■ Exercise
Every entry should be copied exactly, with nothing added or dropped.
Excerpted records START
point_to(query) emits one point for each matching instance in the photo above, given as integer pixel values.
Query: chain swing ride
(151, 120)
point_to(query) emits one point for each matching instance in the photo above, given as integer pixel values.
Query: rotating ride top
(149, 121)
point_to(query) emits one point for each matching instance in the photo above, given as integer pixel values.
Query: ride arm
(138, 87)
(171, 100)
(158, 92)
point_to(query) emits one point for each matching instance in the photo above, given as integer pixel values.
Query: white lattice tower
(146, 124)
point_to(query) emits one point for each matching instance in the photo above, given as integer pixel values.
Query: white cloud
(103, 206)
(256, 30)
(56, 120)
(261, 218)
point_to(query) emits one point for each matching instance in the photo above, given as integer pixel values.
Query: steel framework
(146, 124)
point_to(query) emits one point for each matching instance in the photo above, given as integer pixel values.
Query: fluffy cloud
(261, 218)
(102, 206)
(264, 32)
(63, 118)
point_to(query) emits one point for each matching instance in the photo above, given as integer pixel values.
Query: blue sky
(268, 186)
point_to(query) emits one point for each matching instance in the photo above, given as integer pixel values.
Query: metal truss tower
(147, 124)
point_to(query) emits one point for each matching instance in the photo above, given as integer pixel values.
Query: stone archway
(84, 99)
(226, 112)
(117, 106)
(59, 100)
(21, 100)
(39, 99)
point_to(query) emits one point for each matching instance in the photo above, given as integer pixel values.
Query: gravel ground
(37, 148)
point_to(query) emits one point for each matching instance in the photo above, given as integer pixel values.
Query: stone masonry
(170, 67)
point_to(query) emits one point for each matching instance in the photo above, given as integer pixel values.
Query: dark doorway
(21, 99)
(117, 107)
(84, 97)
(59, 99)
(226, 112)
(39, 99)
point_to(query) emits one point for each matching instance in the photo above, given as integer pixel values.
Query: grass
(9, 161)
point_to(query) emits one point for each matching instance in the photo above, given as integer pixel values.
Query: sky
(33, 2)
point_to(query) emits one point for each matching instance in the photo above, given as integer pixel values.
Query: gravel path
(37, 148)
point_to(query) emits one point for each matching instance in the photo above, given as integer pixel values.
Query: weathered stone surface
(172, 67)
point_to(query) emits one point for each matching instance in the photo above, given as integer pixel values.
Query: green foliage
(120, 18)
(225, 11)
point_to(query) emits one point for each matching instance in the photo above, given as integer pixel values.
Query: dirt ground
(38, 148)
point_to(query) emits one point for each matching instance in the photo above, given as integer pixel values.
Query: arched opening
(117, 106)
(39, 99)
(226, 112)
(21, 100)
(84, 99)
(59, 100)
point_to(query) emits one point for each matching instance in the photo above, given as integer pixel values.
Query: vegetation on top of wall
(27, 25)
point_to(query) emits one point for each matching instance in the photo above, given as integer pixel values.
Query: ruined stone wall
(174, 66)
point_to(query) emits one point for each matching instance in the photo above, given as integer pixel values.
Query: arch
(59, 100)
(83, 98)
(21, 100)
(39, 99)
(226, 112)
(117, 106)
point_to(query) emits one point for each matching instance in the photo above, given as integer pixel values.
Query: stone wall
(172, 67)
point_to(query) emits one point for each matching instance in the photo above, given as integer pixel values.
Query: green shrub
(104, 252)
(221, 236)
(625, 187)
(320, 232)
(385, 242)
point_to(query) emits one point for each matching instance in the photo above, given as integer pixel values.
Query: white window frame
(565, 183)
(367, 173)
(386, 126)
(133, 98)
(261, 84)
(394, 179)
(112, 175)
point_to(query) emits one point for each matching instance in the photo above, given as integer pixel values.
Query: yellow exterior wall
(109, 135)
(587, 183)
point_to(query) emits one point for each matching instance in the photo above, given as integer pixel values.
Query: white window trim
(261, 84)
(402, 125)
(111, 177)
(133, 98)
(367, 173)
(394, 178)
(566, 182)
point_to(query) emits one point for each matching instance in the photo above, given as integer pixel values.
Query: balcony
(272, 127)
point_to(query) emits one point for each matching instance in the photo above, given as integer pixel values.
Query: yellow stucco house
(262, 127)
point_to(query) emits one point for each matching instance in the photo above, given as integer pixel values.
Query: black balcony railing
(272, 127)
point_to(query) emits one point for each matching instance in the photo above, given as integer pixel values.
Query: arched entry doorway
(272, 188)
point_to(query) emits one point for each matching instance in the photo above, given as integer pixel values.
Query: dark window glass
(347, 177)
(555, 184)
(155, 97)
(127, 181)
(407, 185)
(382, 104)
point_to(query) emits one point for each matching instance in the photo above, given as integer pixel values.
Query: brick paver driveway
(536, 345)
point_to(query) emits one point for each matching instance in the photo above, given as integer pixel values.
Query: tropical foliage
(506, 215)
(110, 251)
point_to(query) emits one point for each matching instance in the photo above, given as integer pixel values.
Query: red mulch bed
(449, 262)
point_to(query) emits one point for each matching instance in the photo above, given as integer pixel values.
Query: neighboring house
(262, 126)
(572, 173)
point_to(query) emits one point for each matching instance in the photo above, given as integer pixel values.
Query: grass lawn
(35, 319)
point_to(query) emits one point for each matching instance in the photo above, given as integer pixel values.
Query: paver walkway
Excerpted records END
■ Solution
point_to(query) emits one point for each matching instance in the photo above, given as integer pixel values.
Query: chain swing ride
(151, 120)
point_to(query) emits one point for each matching instance in the photo above, given as integer pixel values.
Query: rotating ride top
(149, 121)
point_to(query) emits one point for each matching instance in the photo above, given as integer pixel values.
Query: ride arm
(138, 87)
(171, 100)
(158, 92)
point_to(query) emits one point for each matching instance in the photo above, given as integer pixel values.
Query: white lattice tower
(146, 124)
point_to(query) emits one point for each matching instance in the photo above, given as integer pixel values.
Query: white cloud
(103, 206)
(256, 30)
(56, 120)
(261, 218)
point_to(query) emits one point for each matching instance in the photo above, given as integer pixel values.
Query: steel framework
(146, 124)
point_to(query) emits one point for each matching instance in the photo above, given as integer pixel values.
Query: fluffy cloud
(261, 218)
(102, 206)
(264, 32)
(63, 118)
point_to(query) emits one point for each matching instance in the photo above, given as integer pixel values.
Query: blue sky
(268, 186)
point_to(query) emits one point for each matching instance in the photo above, given as integer pixel values.
Query: metal truss tower
(147, 124)
point_to(query) emits one point for each matching instance in the photo above, given as integer pixel values.
Query: stone archway
(84, 99)
(226, 112)
(117, 106)
(59, 100)
(21, 100)
(39, 99)
point_to(query) emits one point for each matching instance in the photo above, given as integer pixel values.
Query: gravel ground
(37, 148)
point_to(query) emits one point for each matching instance in the photo above, given as integer pixel values.
Query: stone masonry
(170, 67)
point_to(query) emits one point for each matching instance in the photo above, given as integer pixel values.
Query: dark doorway
(21, 99)
(117, 107)
(84, 97)
(59, 99)
(226, 112)
(39, 99)
point_to(query) emits one point for each matching instance in the photo above, given as integer pixel values.
Query: grass
(9, 161)
point_to(query) emits one point for each matching instance in the photo above, given as integer pixel values.
Query: sky
(33, 2)
point_to(query) emits one point for each matching instance in the photo above, given as integer pixel values.
Query: gravel path
(37, 148)
point_to(query) emits one point for each matching instance in the photo above, given as integer pixel values.
Query: weathered stone surface
(172, 67)
point_to(query) emits one point for each matching instance in the photo above, given as integer pixel values.
Query: green foliage
(120, 18)
(225, 11)
point_to(query) emits one point for each matching instance in the photo above, given as integer pixel values.
Query: dirt ground
(38, 148)
point_to(query) emits one point for each matching instance in the photo above, given as integer pixel values.
Query: arched opening
(117, 106)
(39, 99)
(226, 112)
(21, 100)
(84, 99)
(59, 100)
point_to(query) emits one point for each matching instance in the photo above, given as integer pixel values.
Query: vegetation on top of wall
(27, 25)
point_to(query) emits one point for each matching instance in the photo above, given as integer pixel values.
Query: ruined stone wall
(174, 66)
point_to(query) emits one point for each matching instance in the photo above, given as integer pixel values.
Query: arch
(59, 100)
(83, 98)
(21, 100)
(39, 99)
(226, 112)
(117, 106)
point_to(query) emits one point for each matching instance in the photo above, given as integer pixel values.
Query: stone wall
(172, 67)
point_to(query) emits one point for each matching instance in the photo above, given as integer pixel values.
Query: green shrub
(104, 252)
(221, 236)
(625, 187)
(320, 232)
(385, 242)
point_to(query) emits one point for each matching instance in the photo above, given as integer pixel values.
Query: white window frame
(565, 183)
(367, 173)
(386, 126)
(133, 98)
(261, 84)
(394, 179)
(112, 175)
point_to(query) emits one point for each matching instance in the photo above, given as integer pixel values.
Query: yellow exterior wall
(109, 135)
(587, 183)
point_to(query) emits one point for each matching instance in the photo above, given as integer pixel values.
Query: white window trim
(261, 84)
(402, 125)
(111, 177)
(133, 98)
(367, 173)
(394, 178)
(566, 182)
point_to(query) emits one point for each matching instance in the photo above, given as integer pixel values.
Query: balcony
(272, 127)
point_to(query) emits one point for each matching instance in the photo above, given as integer pixel values.
Query: yellow stucco house
(262, 127)
point_to(query) emits one point for each matching instance in the photo above, given as integer pixel values.
Query: black balcony railing
(272, 127)
point_to(query) emits one point for each matching instance in the photo above, given as integer pixel values.
Query: arched entry doorway
(272, 188)
point_to(query) emits one point for each matching instance in the photo above, given as integer pixel values.
Query: dark window glass
(347, 177)
(555, 184)
(155, 97)
(127, 181)
(407, 185)
(382, 104)
point_to(query) emits one point for each matching instance in the photo above, given as integer pixel values.
Query: brick paver driveway
(536, 345)
point_to(query) emits one point for each matching instance in the photo above, given as integer pixel values.
Query: tropical foliage
(506, 215)
(110, 251)
point_to(query) emits one point for each matching instance in the photo above, given as integer pixel values.
Query: red mulch bed
(449, 262)
point_to(query) emits one point for each matching instance in the photo above, given as integer pixel values.
Query: neighboring house
(262, 126)
(572, 173)
point_to(query) emits one point for each matching instance in the photo above, given as integer pixel values.
Query: grass lawn
(35, 319)
point_to(query) emits one point for each matching instance in the photo above, given as integer pixel values.
Query: paver walkway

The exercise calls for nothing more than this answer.